_THE TASK_:
Update the data starting at the line that has "sill you find." and stopping after the line that has "[446,251,474,261]": swap "window sill" for "window ledge" and keep everything else the same. Leave the picture out of your answer.
--- Start SUPPLIED MATERIAL ---
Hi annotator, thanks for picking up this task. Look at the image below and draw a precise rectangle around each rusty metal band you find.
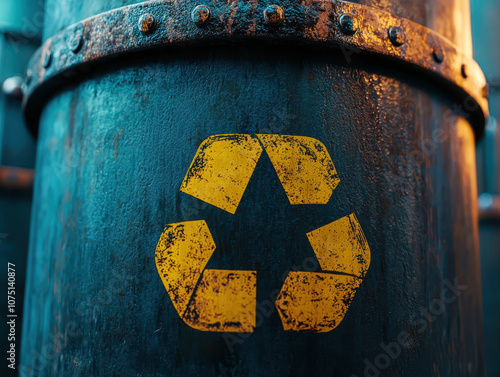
[24,0,488,133]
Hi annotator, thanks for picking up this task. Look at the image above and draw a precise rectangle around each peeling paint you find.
[257,135,340,205]
[307,214,370,278]
[275,272,361,332]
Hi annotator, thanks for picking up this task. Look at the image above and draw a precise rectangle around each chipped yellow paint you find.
[156,134,370,333]
[183,270,257,333]
[155,221,215,316]
[275,272,361,332]
[307,214,370,278]
[181,134,262,214]
[257,134,340,205]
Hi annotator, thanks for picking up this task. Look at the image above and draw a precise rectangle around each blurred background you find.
[0,0,500,377]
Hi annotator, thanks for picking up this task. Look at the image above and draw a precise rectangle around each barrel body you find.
[21,1,483,377]
[0,0,43,376]
[472,0,500,376]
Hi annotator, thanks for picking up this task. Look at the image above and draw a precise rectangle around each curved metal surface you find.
[25,1,488,135]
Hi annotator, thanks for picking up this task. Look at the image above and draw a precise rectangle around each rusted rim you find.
[24,0,488,134]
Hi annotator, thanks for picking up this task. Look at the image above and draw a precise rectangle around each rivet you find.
[460,64,468,79]
[191,5,212,26]
[139,14,156,34]
[432,46,444,63]
[388,26,405,47]
[264,4,285,26]
[339,13,358,35]
[68,24,83,54]
[43,51,52,68]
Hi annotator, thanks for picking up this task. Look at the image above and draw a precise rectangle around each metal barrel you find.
[471,0,500,377]
[21,0,488,377]
[0,0,43,377]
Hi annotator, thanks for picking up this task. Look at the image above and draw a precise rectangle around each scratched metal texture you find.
[21,1,484,377]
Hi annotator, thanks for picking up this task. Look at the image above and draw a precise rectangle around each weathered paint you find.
[21,0,483,377]
[156,221,215,317]
[183,270,257,333]
[181,135,262,215]
[257,134,340,205]
[276,272,361,332]
[156,221,257,332]
[307,213,370,278]
[166,134,370,332]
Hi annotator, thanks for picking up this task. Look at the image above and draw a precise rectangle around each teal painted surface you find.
[471,0,500,377]
[21,46,483,377]
[0,0,45,38]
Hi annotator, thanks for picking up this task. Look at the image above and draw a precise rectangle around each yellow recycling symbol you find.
[156,134,370,332]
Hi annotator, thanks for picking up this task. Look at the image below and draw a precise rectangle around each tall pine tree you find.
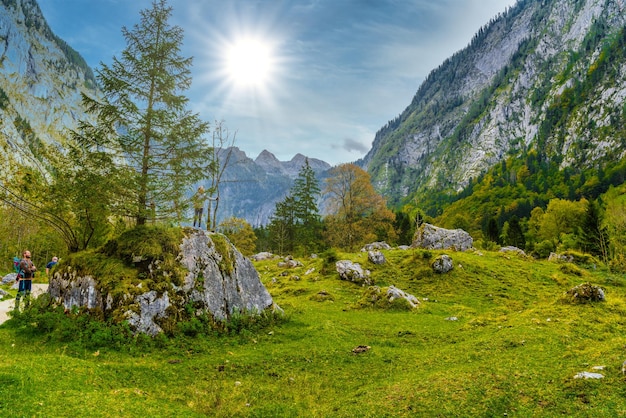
[268,159,322,254]
[80,0,209,225]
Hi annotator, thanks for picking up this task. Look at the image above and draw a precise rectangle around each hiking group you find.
[13,250,59,309]
[13,250,37,309]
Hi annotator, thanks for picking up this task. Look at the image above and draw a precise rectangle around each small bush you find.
[565,283,605,303]
[559,263,584,277]
[533,240,555,258]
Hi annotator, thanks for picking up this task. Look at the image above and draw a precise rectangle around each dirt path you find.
[0,283,48,324]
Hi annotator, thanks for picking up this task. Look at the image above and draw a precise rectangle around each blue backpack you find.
[13,257,24,280]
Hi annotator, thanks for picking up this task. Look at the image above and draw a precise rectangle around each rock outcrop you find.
[335,260,372,285]
[49,230,280,335]
[432,254,454,274]
[411,223,474,251]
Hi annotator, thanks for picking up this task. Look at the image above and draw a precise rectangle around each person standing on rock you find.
[46,256,59,276]
[15,250,37,308]
[191,186,206,228]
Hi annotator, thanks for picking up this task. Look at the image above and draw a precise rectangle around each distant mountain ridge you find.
[217,147,331,226]
[0,0,330,225]
[358,0,626,203]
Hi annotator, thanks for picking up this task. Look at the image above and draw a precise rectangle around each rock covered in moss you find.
[432,254,454,274]
[49,229,280,335]
[176,231,274,320]
[335,260,372,285]
[367,250,387,264]
[411,223,474,251]
[566,283,606,303]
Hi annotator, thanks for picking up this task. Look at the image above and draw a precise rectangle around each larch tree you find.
[324,164,397,250]
[77,0,210,225]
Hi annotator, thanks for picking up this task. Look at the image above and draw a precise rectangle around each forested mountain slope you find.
[0,0,96,168]
[359,0,626,203]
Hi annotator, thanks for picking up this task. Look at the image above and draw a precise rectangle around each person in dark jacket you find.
[15,250,37,308]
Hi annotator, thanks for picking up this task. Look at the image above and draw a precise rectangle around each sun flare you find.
[226,39,273,87]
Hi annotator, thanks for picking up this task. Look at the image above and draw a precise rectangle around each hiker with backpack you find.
[15,250,37,308]
[191,186,206,228]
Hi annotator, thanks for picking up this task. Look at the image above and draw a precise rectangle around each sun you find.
[225,39,273,87]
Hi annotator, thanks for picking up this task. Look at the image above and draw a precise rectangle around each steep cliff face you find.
[0,0,96,167]
[359,0,626,202]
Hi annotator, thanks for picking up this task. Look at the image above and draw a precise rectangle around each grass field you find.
[0,250,626,417]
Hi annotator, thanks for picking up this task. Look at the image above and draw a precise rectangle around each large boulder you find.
[411,223,474,251]
[48,230,280,335]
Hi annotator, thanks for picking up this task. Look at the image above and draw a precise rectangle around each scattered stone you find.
[335,260,373,285]
[361,241,391,253]
[566,283,606,303]
[548,253,574,263]
[432,254,454,274]
[411,223,474,251]
[367,250,387,264]
[500,245,526,257]
[250,251,274,261]
[387,286,420,308]
[278,259,303,269]
[309,290,335,302]
[352,345,372,354]
[574,372,604,379]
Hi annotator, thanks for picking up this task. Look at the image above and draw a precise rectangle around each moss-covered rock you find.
[49,226,275,335]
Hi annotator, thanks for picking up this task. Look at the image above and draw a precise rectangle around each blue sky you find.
[38,0,515,164]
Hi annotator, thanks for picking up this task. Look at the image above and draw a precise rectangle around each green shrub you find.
[534,239,556,258]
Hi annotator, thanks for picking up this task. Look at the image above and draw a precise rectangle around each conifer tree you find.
[269,159,322,254]
[291,158,322,250]
[578,200,608,260]
[77,0,209,225]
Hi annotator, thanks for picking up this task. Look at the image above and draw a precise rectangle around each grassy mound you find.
[0,250,626,417]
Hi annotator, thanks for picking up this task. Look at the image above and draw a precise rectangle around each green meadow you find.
[0,249,626,417]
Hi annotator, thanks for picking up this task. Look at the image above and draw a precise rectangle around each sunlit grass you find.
[0,250,626,417]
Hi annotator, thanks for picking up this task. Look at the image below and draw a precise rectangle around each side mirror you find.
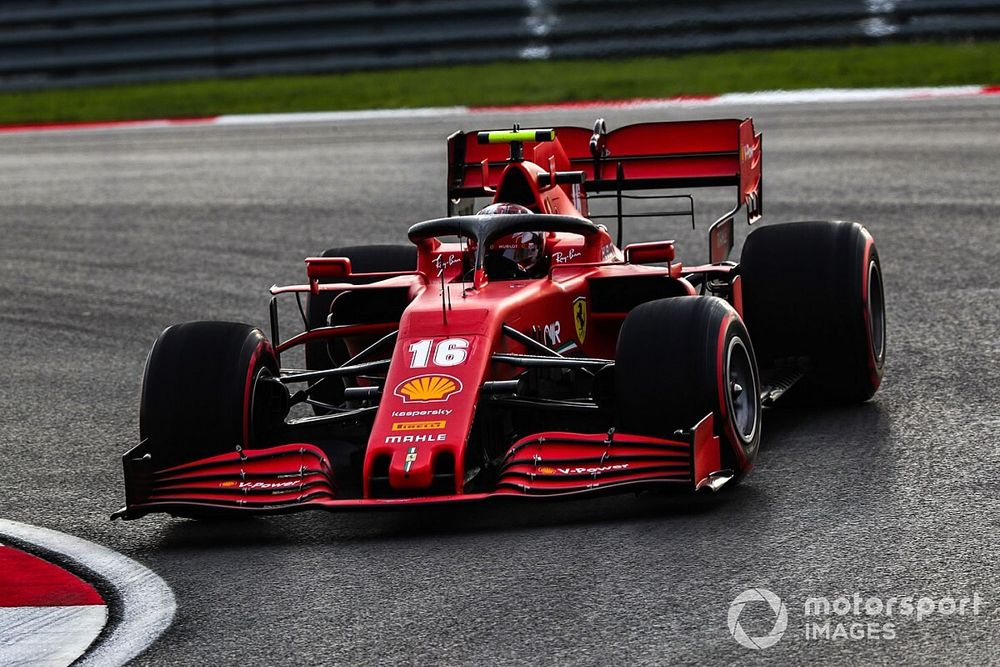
[625,241,676,264]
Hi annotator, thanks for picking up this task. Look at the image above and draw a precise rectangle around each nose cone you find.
[389,444,434,489]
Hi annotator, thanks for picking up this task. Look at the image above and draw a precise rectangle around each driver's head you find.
[489,232,545,275]
[478,204,545,277]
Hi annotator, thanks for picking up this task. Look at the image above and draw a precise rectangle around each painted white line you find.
[712,86,983,106]
[0,85,1000,134]
[211,107,469,125]
[0,519,177,666]
[0,605,108,667]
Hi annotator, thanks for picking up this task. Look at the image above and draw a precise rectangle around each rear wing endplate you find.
[448,118,763,224]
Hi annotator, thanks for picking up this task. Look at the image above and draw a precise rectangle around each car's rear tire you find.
[139,322,287,469]
[615,296,761,477]
[305,245,417,414]
[740,221,886,403]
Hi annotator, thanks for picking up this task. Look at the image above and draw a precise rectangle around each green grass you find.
[0,42,1000,123]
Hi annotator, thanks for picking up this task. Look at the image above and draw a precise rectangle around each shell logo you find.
[393,375,462,403]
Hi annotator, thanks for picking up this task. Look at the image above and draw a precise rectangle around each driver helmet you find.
[478,204,545,274]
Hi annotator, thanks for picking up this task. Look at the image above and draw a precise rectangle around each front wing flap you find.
[112,415,732,519]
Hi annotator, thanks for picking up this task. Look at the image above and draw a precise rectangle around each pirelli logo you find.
[392,419,448,431]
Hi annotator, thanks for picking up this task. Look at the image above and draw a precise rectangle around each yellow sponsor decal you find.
[392,420,448,431]
[393,375,462,403]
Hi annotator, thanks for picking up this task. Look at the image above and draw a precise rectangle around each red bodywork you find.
[113,120,761,518]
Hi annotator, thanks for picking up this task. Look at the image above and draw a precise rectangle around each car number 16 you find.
[409,338,469,368]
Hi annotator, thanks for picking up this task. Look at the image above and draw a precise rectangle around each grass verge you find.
[0,42,1000,123]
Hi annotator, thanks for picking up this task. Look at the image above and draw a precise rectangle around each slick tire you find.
[615,296,761,478]
[305,245,417,414]
[740,221,886,404]
[139,322,288,469]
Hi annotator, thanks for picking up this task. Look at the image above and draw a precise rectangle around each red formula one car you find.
[116,119,885,518]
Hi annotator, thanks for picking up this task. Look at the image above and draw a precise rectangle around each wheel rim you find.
[868,260,885,366]
[726,337,760,444]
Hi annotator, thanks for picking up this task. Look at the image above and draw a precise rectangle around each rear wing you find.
[448,118,764,255]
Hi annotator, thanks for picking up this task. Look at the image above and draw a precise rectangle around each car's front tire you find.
[139,322,287,469]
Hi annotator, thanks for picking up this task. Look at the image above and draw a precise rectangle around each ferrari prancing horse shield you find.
[573,296,587,343]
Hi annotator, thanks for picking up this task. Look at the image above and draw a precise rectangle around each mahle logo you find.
[727,588,788,650]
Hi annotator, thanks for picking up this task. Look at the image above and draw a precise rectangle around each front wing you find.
[112,415,733,519]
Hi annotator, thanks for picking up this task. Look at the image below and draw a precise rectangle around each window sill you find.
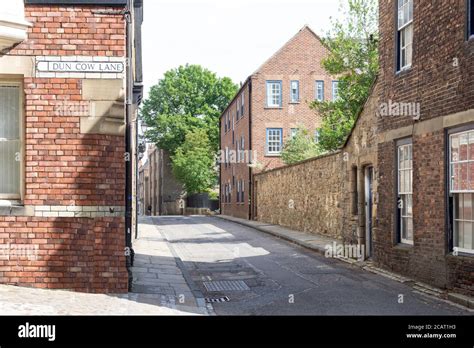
[393,243,414,251]
[395,65,413,77]
[0,200,35,216]
[446,251,474,261]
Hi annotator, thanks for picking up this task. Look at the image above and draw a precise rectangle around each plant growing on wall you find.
[311,0,379,151]
[171,129,217,195]
[141,65,238,194]
[281,127,320,164]
[141,65,238,155]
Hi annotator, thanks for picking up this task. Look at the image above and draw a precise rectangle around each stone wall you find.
[254,82,380,245]
[254,152,344,238]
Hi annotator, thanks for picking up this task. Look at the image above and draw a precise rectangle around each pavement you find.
[0,218,212,316]
[0,216,473,316]
[152,216,473,315]
[216,215,474,310]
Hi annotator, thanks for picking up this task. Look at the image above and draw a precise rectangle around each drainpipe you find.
[125,0,134,291]
[248,77,255,220]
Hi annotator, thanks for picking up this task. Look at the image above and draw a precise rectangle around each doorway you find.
[365,166,374,259]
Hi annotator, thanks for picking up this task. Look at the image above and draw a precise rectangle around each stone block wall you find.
[254,152,345,239]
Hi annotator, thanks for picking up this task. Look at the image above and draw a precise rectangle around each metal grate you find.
[204,280,250,292]
[206,296,230,303]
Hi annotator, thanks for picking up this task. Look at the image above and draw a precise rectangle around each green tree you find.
[281,127,320,164]
[171,129,217,195]
[311,0,378,151]
[141,65,238,155]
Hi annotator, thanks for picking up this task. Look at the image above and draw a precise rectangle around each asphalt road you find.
[153,216,470,315]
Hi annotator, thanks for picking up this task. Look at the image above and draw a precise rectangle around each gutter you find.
[247,77,254,220]
[125,0,134,291]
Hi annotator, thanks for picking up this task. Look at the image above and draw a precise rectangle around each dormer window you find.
[397,0,413,71]
[0,0,31,53]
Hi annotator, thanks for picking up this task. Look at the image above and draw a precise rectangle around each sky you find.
[143,0,344,97]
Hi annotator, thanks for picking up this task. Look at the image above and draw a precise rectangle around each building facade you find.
[139,144,186,216]
[374,0,474,295]
[220,26,337,219]
[0,0,142,292]
[255,0,474,296]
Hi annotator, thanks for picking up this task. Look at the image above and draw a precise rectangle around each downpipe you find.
[124,0,135,291]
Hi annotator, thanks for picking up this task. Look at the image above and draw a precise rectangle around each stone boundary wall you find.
[254,152,345,239]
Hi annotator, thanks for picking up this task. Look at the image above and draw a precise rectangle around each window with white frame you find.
[290,128,298,139]
[397,0,413,71]
[449,129,474,253]
[332,81,339,101]
[315,81,324,102]
[237,180,240,203]
[267,128,283,155]
[0,83,22,200]
[290,80,300,103]
[467,0,474,39]
[239,136,245,162]
[314,129,321,144]
[397,139,413,244]
[267,81,282,107]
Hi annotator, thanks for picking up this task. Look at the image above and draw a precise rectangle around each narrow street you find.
[139,216,468,315]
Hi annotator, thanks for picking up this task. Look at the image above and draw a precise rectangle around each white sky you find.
[143,0,344,96]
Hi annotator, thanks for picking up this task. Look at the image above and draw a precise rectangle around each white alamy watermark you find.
[0,244,39,261]
[324,242,365,261]
[18,322,56,342]
[217,148,257,165]
[54,100,91,117]
[377,100,421,120]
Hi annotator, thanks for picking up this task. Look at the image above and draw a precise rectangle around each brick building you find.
[374,0,474,295]
[138,144,186,216]
[220,26,337,218]
[0,0,142,292]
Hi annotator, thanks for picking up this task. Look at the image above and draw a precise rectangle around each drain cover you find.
[206,296,230,303]
[204,280,250,292]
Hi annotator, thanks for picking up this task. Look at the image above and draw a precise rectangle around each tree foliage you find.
[141,65,238,155]
[281,127,320,164]
[141,65,238,194]
[171,129,217,195]
[311,0,378,151]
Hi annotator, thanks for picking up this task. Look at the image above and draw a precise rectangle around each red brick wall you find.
[0,5,128,292]
[0,217,128,292]
[221,83,250,219]
[374,0,474,295]
[14,5,125,57]
[252,28,335,172]
[221,27,333,218]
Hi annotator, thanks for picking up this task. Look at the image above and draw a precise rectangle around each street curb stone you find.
[215,215,474,310]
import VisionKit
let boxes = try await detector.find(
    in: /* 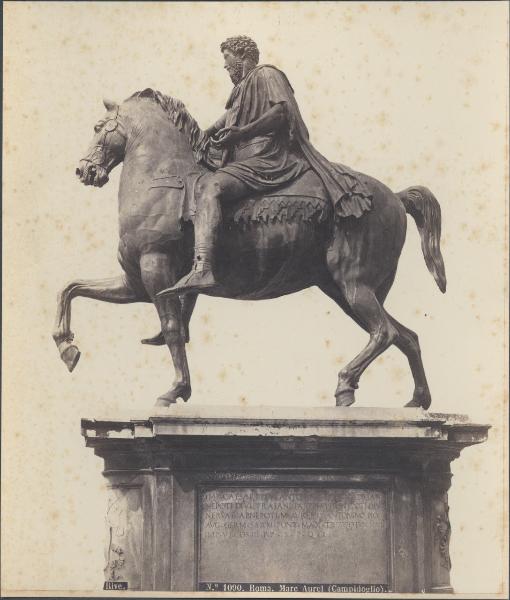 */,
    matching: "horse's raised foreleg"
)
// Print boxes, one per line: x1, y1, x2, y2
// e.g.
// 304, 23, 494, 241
53, 275, 143, 371
142, 294, 198, 346
140, 252, 191, 406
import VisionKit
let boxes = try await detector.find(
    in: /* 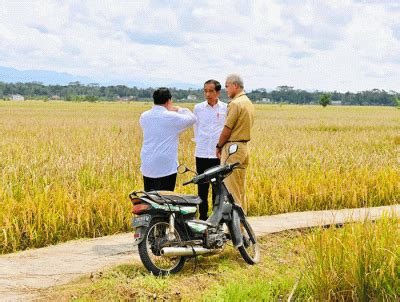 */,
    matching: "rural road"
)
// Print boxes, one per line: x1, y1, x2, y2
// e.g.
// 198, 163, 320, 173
0, 205, 400, 301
--- End SUPPLIED MATERIAL ---
_RESPONSE TO THE EXERCISE_:
Hi annotator, thanks for picking up this task. Look at the image below and draw a precise rectangle around each window ledge you find.
[393,243,414,251]
[395,65,413,77]
[0,200,35,216]
[446,251,474,261]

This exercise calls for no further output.